Your goal>
How many lines in the listing below contain the string "child"? Case counts. Reply with the number alone.

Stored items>
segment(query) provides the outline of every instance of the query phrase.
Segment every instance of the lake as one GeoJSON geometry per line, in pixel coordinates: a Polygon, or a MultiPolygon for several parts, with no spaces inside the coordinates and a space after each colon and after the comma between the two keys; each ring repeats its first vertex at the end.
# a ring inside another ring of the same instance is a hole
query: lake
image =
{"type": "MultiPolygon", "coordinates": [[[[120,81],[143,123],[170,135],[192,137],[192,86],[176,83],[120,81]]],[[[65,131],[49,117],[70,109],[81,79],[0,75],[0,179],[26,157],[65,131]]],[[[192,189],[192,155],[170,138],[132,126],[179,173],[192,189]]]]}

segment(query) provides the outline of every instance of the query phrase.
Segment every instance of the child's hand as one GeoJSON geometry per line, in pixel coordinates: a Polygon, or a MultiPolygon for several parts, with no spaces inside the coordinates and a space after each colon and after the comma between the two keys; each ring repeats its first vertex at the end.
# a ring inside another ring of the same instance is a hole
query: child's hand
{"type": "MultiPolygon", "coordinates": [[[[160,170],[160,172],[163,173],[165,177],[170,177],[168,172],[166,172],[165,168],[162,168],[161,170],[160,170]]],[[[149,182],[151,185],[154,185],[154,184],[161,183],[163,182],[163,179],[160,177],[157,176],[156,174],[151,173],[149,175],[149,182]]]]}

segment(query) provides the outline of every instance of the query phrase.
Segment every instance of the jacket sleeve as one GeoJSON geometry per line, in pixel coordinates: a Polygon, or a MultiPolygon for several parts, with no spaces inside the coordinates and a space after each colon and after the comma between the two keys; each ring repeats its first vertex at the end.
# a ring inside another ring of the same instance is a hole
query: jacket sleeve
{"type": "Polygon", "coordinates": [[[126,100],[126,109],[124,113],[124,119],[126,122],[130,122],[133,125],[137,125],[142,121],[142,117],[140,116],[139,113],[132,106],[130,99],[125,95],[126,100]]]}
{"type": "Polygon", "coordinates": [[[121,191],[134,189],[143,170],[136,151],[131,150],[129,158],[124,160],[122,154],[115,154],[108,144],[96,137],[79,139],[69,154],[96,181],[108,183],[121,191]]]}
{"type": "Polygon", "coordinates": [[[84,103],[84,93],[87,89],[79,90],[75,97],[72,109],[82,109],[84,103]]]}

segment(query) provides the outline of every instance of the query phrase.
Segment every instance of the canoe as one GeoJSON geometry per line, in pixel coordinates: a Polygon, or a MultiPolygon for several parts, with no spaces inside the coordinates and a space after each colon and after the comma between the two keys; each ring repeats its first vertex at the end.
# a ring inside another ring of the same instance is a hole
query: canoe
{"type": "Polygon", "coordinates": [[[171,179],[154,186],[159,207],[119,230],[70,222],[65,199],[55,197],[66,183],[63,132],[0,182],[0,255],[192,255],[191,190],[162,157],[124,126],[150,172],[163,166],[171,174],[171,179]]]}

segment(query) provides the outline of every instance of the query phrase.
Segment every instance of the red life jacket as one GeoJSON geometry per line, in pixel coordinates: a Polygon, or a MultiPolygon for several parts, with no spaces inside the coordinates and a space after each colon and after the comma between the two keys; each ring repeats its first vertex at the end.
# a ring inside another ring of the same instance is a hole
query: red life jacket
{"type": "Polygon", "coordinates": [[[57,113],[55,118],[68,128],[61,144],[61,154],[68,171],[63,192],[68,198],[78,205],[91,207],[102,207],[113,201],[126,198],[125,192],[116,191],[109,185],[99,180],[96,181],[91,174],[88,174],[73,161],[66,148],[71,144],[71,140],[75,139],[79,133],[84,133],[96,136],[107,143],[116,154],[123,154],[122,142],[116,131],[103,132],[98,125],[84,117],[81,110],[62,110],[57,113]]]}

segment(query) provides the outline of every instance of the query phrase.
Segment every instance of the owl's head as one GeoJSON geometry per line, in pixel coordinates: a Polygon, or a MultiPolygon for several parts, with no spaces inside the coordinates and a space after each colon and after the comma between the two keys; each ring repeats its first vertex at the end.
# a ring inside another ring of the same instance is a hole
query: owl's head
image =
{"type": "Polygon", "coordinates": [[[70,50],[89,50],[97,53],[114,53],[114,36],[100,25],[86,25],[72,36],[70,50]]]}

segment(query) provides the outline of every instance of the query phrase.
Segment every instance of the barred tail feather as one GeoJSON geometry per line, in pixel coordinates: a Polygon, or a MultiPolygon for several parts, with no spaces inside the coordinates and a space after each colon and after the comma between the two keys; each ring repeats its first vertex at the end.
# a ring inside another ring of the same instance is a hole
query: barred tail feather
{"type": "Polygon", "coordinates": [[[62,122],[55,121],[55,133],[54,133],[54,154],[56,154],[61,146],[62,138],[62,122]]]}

Complete output>
2